>>>>>

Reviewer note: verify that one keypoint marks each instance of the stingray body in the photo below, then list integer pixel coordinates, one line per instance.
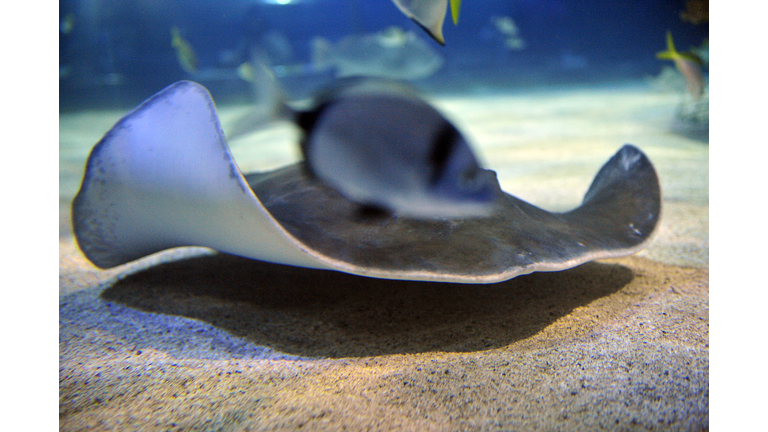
(164, 177)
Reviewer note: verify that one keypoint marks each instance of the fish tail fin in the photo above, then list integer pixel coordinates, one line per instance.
(175, 36)
(455, 5)
(671, 53)
(321, 53)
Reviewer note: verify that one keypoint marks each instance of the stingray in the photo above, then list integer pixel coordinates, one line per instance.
(164, 177)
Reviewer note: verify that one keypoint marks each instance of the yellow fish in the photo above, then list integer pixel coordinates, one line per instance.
(688, 64)
(430, 14)
(184, 52)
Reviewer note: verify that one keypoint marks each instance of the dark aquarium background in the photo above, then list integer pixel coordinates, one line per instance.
(114, 54)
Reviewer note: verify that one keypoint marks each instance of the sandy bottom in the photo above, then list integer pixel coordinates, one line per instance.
(194, 340)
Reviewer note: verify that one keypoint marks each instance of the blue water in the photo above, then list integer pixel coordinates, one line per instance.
(115, 53)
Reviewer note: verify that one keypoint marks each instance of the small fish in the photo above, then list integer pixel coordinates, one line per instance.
(689, 66)
(391, 53)
(382, 147)
(430, 14)
(67, 23)
(184, 52)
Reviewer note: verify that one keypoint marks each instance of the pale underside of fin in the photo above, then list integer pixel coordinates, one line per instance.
(164, 177)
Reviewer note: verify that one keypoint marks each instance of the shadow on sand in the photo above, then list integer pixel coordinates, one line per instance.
(318, 313)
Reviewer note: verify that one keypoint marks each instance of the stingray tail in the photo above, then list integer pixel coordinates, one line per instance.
(624, 201)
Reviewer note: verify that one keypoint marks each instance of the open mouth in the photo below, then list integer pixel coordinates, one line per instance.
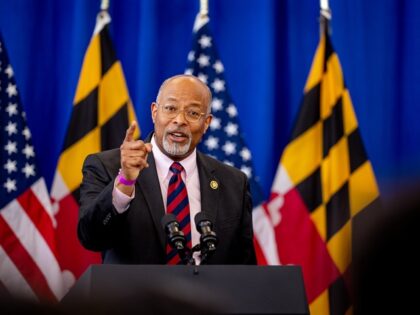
(178, 136)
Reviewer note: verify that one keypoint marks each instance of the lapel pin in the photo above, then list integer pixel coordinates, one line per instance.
(214, 184)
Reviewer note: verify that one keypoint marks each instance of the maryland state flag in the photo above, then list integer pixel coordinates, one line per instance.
(323, 181)
(101, 114)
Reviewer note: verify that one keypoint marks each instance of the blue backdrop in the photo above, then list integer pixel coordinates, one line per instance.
(266, 46)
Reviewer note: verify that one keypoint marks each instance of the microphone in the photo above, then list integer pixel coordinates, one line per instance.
(176, 237)
(208, 238)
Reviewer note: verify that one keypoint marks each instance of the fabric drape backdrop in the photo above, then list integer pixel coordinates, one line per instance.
(266, 46)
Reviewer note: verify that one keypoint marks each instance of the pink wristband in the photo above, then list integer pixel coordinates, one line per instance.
(125, 181)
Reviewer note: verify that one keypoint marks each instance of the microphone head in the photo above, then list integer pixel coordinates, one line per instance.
(167, 219)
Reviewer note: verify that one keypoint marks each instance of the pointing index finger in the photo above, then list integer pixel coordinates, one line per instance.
(129, 135)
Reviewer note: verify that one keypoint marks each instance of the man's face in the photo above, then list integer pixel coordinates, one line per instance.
(176, 136)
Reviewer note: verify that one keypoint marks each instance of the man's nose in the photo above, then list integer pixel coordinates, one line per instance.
(180, 118)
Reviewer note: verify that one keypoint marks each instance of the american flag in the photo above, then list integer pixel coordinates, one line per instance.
(224, 140)
(28, 265)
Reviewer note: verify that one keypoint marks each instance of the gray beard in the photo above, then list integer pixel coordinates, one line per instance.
(176, 149)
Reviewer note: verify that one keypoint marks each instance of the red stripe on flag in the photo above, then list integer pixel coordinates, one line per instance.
(40, 218)
(71, 255)
(299, 243)
(24, 262)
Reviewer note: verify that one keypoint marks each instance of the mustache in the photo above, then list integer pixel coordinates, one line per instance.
(185, 131)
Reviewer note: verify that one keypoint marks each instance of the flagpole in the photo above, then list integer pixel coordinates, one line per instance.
(104, 5)
(325, 15)
(204, 7)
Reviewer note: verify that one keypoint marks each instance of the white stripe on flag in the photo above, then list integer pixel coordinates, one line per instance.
(11, 277)
(35, 245)
(264, 233)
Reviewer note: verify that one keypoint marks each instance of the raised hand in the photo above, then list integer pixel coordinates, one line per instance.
(133, 155)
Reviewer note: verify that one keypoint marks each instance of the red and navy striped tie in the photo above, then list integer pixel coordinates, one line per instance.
(178, 204)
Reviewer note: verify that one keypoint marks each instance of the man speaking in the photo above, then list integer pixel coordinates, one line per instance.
(126, 192)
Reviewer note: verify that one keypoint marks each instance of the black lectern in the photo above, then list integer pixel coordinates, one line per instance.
(224, 288)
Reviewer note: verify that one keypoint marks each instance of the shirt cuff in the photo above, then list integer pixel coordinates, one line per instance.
(120, 200)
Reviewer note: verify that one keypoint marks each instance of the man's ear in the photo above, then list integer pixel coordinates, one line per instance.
(207, 122)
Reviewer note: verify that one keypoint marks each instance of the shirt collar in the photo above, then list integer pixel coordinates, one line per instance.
(163, 162)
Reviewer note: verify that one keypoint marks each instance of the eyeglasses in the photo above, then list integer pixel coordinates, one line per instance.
(191, 115)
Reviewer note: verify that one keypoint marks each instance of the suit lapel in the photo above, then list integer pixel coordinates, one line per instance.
(150, 188)
(209, 187)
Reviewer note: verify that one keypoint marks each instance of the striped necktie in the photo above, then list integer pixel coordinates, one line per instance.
(178, 204)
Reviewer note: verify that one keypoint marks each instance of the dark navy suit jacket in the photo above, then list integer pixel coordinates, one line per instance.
(136, 236)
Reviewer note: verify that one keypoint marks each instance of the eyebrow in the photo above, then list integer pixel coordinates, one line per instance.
(194, 103)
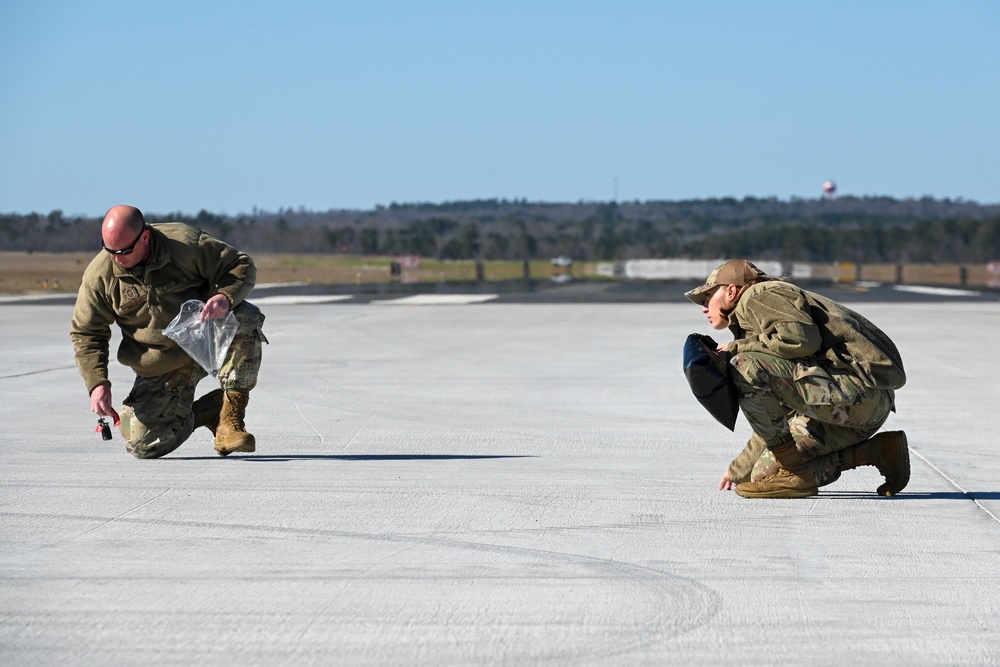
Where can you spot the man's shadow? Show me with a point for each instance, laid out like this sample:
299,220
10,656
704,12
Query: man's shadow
275,458
906,495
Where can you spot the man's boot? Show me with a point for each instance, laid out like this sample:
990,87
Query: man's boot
792,479
206,410
231,435
886,451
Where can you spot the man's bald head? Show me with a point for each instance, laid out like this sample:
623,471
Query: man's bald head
123,228
127,219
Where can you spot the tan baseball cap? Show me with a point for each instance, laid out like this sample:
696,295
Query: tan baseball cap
737,272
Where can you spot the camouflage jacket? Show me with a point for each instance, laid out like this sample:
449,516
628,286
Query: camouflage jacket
787,321
184,263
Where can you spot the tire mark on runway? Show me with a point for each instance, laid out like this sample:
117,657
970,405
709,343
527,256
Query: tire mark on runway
44,370
370,418
106,521
682,604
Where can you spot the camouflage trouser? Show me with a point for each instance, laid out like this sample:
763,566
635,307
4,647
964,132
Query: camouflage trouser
822,411
157,417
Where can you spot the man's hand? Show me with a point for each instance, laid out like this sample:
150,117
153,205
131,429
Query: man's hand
100,402
215,307
726,484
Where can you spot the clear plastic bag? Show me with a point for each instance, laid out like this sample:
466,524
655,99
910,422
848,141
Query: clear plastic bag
206,342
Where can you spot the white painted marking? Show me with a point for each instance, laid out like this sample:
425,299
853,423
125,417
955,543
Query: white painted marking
299,300
939,291
41,296
437,300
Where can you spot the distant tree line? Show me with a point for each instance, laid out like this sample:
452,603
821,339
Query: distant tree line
863,230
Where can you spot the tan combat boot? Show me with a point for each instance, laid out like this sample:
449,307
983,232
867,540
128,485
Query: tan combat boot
886,451
206,410
231,435
792,479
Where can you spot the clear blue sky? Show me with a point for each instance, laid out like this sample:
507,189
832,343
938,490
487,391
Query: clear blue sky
180,106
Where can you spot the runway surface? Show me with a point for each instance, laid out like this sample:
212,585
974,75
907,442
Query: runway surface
491,483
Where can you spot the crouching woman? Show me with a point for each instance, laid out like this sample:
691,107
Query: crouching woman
816,381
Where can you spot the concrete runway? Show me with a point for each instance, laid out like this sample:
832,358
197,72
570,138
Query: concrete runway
493,483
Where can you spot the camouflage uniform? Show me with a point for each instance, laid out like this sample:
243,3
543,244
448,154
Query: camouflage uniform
823,412
158,417
184,263
809,368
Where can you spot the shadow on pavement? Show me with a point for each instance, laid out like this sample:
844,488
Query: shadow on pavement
352,457
905,495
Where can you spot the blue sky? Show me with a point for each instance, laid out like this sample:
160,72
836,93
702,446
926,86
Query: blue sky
227,106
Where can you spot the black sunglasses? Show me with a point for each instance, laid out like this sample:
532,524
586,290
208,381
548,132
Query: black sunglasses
128,250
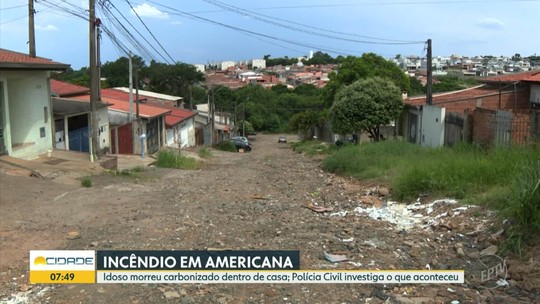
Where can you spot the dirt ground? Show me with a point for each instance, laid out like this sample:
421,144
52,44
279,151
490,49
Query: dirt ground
246,201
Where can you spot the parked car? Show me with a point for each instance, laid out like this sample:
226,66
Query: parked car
240,144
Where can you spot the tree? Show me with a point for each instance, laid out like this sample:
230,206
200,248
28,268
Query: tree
117,72
369,65
365,105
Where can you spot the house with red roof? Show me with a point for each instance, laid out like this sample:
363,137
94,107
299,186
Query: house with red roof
72,119
503,110
26,114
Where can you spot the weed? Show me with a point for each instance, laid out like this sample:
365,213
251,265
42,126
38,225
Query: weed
204,152
174,159
523,209
86,182
226,146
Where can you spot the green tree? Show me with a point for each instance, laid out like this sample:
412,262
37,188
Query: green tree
366,105
117,72
173,79
369,65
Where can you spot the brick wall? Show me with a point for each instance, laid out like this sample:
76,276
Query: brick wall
482,126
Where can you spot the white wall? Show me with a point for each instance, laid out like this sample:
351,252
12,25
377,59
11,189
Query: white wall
105,132
535,93
432,126
27,102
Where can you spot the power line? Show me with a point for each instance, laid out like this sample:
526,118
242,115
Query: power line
174,11
150,31
254,15
144,52
11,7
375,4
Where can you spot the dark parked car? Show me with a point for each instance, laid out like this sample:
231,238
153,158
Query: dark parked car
240,144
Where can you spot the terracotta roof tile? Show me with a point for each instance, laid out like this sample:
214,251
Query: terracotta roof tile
62,89
145,111
11,59
513,77
446,97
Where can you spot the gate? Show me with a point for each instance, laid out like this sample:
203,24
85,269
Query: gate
79,140
412,128
454,125
124,141
152,136
503,128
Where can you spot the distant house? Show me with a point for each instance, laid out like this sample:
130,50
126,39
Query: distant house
72,119
504,110
180,126
158,99
26,119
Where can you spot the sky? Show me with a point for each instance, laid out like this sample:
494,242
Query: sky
211,31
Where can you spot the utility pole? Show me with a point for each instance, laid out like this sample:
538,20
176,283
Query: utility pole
98,62
130,88
31,30
429,85
137,90
94,84
212,104
191,96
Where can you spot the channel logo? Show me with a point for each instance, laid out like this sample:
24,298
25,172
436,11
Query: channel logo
62,260
62,266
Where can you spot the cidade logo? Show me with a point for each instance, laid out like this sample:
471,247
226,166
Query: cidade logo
489,271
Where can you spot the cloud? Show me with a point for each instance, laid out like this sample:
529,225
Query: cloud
46,28
146,10
490,24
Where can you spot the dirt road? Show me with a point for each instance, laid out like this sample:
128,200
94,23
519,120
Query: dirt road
245,201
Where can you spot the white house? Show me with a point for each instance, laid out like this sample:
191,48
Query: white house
26,120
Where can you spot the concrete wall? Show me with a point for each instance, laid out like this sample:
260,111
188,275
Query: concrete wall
28,113
432,126
104,130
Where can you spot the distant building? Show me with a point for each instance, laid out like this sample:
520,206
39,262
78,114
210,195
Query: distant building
200,67
227,64
258,63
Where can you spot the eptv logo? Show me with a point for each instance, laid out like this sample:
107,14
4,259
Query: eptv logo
62,260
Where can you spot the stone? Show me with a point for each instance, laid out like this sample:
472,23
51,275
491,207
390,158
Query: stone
72,235
491,250
171,294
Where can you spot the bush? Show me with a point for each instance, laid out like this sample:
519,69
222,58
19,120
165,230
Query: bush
226,146
173,159
86,182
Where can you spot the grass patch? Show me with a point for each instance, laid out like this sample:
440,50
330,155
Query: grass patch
174,159
314,147
226,146
506,179
86,182
523,209
462,172
204,152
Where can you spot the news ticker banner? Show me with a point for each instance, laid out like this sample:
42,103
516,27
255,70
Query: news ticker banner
207,267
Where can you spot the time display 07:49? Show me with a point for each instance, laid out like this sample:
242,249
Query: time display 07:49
61,276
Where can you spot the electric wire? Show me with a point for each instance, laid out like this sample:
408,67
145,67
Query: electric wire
247,13
150,32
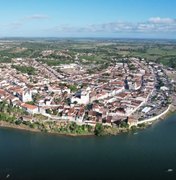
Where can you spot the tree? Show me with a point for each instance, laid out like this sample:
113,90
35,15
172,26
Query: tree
99,129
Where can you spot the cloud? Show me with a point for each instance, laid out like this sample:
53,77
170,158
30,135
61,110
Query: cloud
152,25
36,17
158,20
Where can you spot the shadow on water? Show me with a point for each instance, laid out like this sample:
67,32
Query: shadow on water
148,154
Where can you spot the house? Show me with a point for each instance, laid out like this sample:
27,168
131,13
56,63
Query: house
31,109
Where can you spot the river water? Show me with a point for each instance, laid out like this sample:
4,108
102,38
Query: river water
147,154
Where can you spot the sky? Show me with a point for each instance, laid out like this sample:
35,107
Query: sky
88,18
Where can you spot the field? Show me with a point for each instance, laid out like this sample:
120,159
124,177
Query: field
91,51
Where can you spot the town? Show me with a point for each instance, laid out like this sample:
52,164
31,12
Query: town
126,92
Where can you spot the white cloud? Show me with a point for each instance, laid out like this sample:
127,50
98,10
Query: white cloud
152,25
158,20
37,16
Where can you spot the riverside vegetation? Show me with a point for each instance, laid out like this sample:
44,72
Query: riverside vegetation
15,117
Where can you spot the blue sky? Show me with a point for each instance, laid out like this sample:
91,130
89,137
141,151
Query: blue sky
88,18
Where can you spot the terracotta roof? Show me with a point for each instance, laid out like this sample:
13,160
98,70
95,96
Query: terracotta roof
28,106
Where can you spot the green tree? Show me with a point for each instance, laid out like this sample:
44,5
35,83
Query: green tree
99,129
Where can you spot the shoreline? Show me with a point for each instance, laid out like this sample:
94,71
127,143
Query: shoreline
160,116
171,109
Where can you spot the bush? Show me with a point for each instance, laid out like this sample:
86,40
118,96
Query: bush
99,129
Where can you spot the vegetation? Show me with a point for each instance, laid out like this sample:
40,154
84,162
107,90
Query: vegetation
25,69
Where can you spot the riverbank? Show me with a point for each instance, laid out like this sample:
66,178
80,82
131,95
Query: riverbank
170,108
72,129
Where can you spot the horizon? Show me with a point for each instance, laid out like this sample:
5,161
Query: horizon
137,19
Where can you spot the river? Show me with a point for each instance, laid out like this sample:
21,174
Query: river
147,154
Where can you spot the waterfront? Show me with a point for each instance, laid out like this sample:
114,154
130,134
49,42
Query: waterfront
147,154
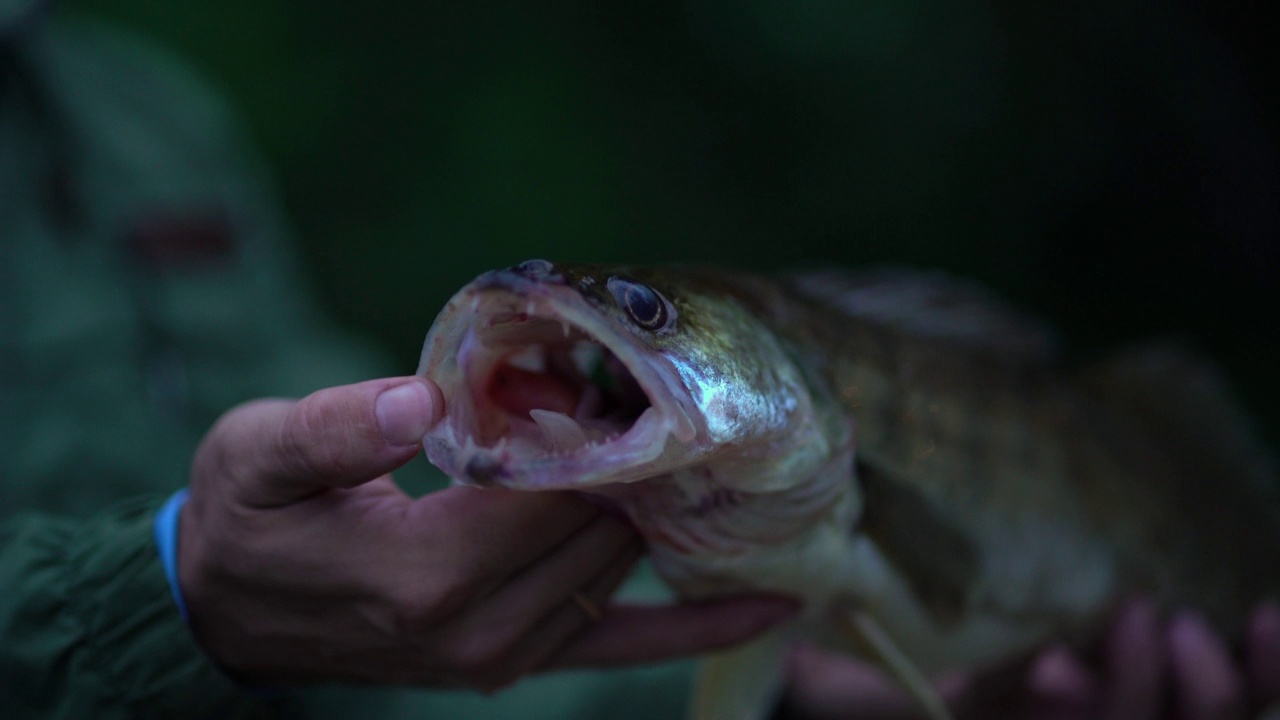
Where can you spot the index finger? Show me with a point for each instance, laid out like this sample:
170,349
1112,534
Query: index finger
498,532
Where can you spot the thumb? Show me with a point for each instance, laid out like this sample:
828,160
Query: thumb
283,451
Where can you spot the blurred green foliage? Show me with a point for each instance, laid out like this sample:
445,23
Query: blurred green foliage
1110,164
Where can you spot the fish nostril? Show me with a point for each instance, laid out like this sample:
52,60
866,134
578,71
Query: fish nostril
536,269
484,469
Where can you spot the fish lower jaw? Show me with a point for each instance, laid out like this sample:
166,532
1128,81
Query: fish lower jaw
554,451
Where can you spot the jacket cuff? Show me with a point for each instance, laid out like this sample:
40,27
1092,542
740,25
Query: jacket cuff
136,643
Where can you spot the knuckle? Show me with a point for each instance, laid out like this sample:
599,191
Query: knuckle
420,611
302,443
476,657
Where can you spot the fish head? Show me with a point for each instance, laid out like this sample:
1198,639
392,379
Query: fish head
562,377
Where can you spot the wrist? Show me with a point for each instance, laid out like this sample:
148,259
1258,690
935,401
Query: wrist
167,543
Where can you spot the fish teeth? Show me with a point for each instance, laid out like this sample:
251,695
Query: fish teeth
563,433
586,356
531,359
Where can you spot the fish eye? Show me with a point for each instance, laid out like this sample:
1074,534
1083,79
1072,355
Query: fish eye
641,304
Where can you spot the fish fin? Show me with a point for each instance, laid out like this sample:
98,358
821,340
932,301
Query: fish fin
935,559
1184,397
741,683
864,633
935,306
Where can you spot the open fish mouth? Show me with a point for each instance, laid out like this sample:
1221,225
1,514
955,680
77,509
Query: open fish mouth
544,391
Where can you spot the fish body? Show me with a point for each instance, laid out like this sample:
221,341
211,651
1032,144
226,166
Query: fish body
894,445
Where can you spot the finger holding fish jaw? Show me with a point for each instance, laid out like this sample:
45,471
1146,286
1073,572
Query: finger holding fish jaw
1147,668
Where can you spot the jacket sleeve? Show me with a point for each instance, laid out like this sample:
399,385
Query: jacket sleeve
91,630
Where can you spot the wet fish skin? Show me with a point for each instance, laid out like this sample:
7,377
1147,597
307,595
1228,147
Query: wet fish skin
900,441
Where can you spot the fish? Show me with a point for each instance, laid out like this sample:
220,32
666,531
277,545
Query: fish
908,454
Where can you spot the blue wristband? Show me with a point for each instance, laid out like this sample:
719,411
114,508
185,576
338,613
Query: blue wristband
167,541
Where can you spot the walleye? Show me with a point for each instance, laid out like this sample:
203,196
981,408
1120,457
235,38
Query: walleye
901,450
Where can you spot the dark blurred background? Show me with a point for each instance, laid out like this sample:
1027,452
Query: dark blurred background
1110,164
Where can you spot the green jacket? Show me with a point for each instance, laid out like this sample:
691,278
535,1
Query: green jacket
146,286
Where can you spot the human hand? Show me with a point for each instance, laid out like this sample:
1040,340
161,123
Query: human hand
300,559
1146,670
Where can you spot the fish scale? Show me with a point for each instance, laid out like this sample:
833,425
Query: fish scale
901,450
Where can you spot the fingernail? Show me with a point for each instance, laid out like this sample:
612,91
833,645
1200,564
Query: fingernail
406,411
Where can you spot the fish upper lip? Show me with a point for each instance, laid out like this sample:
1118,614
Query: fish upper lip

<<<<<

● BRIEF
Select all lines in the listing that include the word "upper".

● EXPECTED ANSWER
Where can you spot the fish upper lip? Show me with a point for each instance, laid out like this sample:
Query: fish upper lip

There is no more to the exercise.